**What this task involves**.
Reproduce exactly, and nothing but, the lines between the one with "Query: thumb" and the end of the entries, both ends included.

**Supplied material**.
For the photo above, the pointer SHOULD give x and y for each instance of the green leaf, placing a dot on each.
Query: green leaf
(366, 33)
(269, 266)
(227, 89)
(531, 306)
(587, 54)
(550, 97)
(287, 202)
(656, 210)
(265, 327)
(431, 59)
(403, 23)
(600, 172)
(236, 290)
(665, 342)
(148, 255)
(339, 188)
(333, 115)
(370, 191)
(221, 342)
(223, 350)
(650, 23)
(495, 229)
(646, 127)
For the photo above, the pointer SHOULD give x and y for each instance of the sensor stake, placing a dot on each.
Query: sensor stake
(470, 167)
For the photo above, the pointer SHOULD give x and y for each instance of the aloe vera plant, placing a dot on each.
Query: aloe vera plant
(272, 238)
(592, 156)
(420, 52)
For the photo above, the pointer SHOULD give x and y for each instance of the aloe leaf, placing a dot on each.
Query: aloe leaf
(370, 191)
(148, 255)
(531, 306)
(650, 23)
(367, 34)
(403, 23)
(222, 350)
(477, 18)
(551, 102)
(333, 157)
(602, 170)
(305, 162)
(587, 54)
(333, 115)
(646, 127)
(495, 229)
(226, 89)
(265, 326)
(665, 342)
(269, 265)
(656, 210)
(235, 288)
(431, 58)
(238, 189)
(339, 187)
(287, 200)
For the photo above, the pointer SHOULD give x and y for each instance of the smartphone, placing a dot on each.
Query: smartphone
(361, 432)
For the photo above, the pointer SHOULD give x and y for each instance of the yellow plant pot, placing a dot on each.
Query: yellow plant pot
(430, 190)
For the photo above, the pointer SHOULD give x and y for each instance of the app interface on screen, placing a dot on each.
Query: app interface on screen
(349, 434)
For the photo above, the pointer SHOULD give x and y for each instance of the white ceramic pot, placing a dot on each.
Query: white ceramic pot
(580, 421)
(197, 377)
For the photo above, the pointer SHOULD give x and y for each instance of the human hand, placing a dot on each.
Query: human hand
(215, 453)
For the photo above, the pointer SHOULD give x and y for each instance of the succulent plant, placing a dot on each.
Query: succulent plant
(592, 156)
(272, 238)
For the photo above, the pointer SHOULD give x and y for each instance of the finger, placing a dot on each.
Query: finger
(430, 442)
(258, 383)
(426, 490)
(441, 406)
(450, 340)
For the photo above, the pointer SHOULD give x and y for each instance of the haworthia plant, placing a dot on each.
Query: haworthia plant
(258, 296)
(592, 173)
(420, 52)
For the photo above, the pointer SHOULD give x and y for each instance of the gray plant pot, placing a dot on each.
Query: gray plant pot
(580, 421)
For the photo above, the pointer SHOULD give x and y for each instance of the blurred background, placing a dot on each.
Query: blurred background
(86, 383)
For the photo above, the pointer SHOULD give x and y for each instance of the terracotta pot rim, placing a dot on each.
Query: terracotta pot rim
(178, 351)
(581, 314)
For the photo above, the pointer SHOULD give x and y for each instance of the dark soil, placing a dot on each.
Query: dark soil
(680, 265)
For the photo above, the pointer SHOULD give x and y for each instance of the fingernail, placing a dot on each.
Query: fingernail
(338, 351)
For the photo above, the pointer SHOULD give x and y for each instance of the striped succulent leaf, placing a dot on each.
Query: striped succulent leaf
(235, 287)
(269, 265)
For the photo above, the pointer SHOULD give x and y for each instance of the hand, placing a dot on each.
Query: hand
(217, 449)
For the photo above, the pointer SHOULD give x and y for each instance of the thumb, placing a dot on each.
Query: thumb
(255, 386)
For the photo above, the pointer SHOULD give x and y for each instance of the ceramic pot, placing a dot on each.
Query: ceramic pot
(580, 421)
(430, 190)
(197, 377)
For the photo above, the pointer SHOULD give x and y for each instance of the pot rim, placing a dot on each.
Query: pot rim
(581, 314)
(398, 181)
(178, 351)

**Response**.
Query: thumb
(255, 386)
For the photo above, the pointer SHOULD give x and y for each instance of the ceramic pot, placing a dot on each.
Query: ceramic pot
(580, 421)
(430, 190)
(197, 377)
For the photo above, the pointer SHOULD give x and y for each instance of the pot rim, placing a dot on each.
Query: pot rim
(581, 314)
(398, 181)
(178, 351)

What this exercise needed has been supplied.